*DATASET CONTENT*
════════
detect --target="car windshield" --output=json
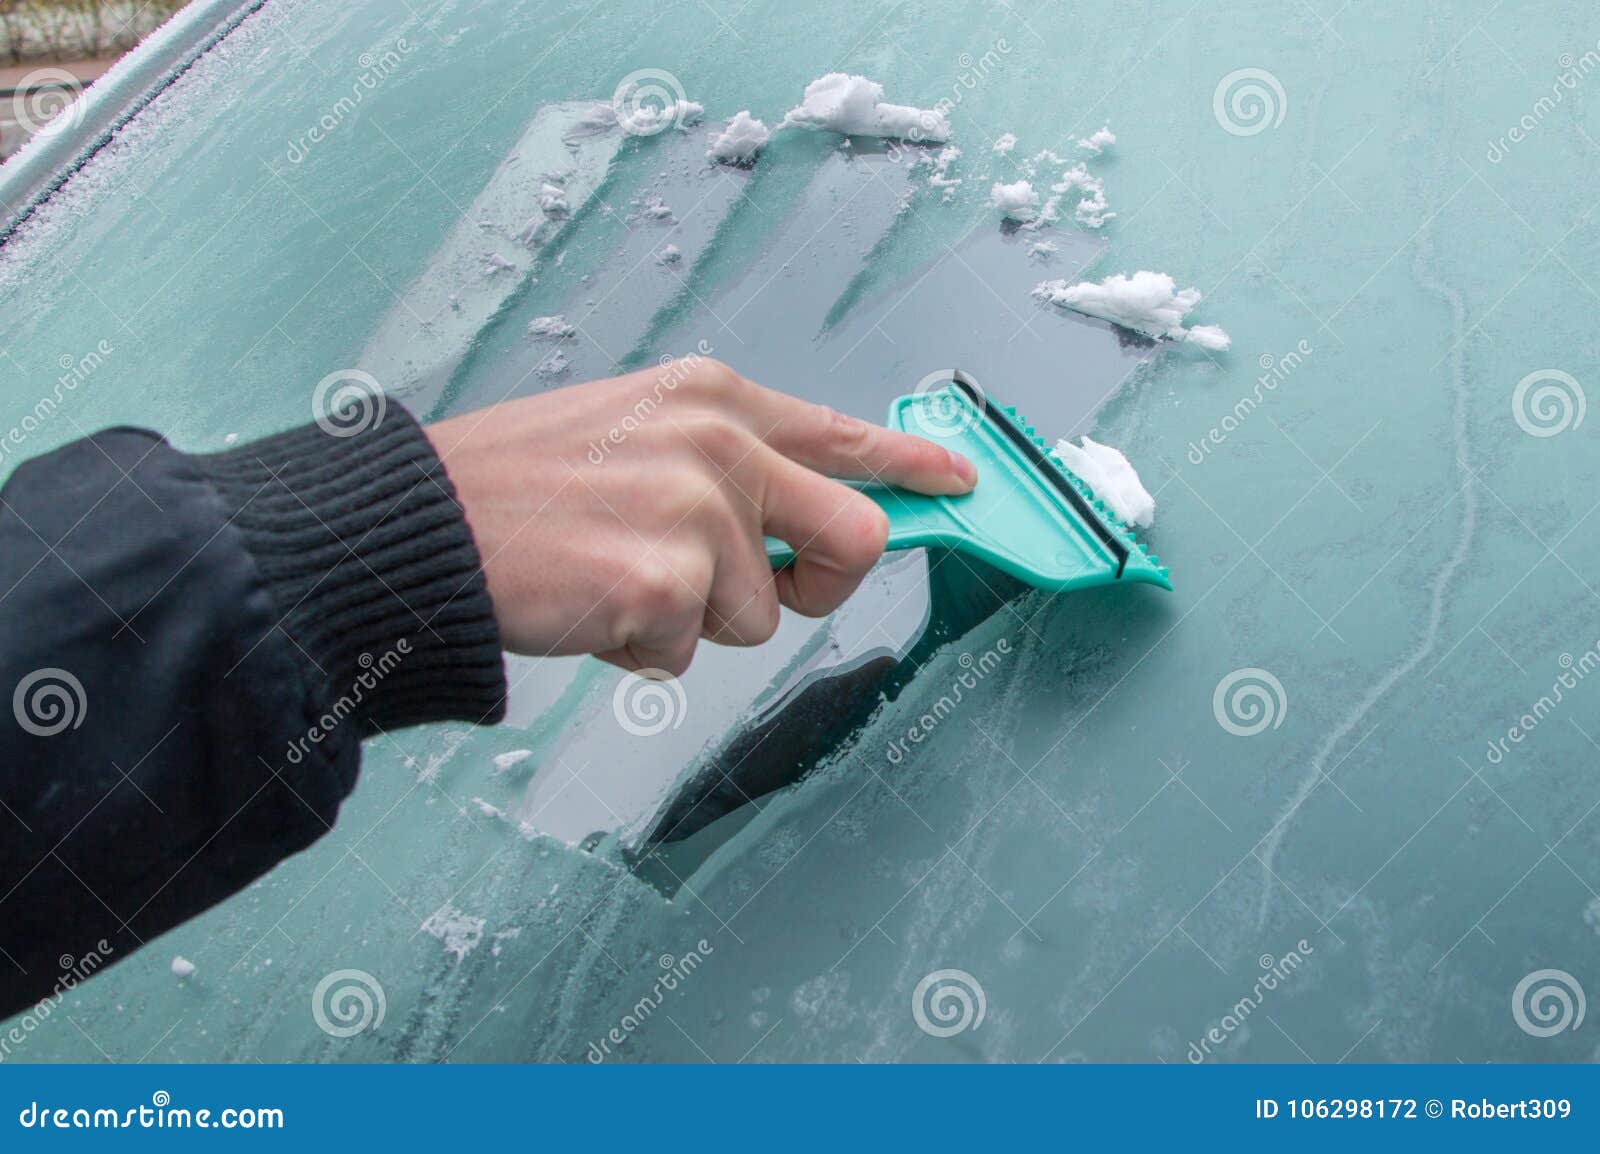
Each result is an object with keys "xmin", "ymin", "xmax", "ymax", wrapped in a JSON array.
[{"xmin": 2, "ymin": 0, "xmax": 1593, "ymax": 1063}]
════════
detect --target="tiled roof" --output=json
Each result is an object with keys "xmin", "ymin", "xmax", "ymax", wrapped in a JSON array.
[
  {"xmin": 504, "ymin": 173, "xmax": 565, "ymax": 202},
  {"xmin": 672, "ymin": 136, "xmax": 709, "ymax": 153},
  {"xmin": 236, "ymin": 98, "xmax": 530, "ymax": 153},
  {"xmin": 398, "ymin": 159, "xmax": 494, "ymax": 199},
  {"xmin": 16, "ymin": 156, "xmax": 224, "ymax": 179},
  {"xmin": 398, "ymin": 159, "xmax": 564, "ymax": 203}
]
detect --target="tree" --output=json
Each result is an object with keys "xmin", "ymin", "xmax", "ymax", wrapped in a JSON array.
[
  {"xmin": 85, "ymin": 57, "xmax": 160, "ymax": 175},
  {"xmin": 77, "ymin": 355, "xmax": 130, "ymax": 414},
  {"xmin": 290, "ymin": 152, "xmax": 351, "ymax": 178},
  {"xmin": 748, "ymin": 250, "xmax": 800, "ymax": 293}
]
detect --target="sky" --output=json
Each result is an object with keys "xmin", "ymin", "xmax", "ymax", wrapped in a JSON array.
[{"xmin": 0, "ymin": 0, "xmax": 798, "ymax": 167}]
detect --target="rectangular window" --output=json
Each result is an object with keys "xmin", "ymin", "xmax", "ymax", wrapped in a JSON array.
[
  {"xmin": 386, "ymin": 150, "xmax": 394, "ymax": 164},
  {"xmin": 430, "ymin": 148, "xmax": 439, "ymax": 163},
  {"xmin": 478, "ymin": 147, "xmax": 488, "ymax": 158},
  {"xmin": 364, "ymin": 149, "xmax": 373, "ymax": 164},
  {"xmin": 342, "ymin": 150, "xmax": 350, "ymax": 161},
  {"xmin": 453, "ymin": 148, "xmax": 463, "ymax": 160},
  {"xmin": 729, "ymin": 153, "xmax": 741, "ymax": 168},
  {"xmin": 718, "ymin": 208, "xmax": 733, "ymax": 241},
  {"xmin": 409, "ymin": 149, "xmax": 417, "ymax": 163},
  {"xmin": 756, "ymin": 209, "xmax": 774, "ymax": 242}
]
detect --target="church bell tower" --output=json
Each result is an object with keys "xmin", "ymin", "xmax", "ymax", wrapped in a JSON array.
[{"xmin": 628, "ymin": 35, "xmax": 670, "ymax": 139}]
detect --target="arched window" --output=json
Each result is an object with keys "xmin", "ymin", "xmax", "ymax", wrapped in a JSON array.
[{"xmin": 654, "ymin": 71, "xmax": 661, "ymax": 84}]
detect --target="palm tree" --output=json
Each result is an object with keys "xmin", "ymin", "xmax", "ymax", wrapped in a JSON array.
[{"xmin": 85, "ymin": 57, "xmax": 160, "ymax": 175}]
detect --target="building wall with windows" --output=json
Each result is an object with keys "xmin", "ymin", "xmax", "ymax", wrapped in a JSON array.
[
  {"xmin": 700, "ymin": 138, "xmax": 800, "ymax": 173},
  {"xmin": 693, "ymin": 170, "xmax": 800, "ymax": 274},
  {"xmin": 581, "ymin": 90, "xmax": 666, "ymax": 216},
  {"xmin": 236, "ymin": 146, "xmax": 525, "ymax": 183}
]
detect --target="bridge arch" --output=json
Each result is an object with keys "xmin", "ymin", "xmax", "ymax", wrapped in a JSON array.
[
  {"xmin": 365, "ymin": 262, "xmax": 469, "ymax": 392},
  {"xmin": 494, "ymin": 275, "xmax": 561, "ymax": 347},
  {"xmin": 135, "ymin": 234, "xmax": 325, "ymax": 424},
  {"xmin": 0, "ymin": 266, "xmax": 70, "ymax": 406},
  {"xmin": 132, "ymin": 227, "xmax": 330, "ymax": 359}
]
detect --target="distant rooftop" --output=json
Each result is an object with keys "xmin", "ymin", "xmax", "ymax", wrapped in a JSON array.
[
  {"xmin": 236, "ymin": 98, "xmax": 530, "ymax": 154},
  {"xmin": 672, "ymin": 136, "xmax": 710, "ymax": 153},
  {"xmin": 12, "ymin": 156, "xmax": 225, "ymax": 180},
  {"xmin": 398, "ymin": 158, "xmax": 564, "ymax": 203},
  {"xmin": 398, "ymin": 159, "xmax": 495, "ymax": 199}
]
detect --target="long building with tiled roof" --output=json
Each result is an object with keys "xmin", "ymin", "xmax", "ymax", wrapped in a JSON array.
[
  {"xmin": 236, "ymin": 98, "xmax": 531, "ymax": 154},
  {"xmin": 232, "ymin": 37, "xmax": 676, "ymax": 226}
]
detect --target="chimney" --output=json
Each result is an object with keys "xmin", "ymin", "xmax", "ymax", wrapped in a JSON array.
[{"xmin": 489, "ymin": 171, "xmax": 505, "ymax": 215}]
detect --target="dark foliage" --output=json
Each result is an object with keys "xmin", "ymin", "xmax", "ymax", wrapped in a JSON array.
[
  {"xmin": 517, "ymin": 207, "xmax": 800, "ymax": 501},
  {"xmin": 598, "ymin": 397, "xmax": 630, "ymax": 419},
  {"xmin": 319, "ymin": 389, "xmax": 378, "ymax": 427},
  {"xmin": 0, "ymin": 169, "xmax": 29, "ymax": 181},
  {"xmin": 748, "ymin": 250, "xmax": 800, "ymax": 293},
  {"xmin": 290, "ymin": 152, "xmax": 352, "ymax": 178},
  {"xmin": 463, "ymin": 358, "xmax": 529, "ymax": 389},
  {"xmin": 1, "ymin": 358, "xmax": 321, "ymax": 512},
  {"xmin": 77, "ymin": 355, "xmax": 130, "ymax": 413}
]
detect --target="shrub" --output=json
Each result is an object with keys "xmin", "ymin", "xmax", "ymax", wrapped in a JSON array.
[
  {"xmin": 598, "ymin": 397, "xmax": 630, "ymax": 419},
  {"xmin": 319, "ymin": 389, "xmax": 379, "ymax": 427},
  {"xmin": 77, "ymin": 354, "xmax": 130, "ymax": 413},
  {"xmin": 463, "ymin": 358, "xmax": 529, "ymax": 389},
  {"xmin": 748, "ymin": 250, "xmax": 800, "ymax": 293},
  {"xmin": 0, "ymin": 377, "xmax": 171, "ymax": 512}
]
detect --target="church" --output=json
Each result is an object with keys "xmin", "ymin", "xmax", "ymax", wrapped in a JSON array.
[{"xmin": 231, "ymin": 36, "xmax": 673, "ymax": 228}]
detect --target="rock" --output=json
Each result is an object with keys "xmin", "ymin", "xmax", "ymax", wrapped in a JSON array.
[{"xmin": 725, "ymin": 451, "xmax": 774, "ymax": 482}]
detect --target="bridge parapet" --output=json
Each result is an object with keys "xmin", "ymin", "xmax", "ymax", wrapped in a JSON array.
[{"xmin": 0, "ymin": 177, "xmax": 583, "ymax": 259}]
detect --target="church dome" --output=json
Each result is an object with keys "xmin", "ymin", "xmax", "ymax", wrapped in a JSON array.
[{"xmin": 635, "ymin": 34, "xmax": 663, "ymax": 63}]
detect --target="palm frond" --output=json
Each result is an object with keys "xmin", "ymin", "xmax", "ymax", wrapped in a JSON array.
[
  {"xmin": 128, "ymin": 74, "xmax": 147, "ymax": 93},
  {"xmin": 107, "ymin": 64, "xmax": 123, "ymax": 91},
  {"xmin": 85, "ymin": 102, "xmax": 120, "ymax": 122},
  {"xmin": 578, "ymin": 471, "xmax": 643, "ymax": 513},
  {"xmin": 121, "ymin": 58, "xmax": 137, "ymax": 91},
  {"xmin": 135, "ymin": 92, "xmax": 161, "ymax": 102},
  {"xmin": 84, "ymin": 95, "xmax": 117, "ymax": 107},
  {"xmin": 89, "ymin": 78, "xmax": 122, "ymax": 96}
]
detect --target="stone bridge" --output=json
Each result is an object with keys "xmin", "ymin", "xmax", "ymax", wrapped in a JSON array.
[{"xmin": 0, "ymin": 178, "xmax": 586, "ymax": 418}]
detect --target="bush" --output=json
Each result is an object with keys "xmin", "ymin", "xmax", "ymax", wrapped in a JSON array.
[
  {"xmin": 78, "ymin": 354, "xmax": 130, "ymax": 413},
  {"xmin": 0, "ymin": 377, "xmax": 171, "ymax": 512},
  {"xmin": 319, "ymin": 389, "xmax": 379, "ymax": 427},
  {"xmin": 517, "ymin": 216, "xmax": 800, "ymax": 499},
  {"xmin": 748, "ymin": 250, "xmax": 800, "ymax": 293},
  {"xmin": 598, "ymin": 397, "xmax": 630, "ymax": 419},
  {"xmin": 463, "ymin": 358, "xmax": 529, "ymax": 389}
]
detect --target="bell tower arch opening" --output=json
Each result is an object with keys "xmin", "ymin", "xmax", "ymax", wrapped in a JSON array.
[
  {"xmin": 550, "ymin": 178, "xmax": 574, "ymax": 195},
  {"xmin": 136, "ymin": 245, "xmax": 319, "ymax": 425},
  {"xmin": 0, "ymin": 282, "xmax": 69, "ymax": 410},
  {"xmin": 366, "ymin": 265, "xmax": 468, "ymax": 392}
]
════════
*INSTRUCTIONS TO FOLLOW*
Where a line of the entries above holds the word "tower", return that line.

*RESPONSE AREA*
detect --target="church bell tower" --output=json
detect --target="bell tower arch opening" --output=json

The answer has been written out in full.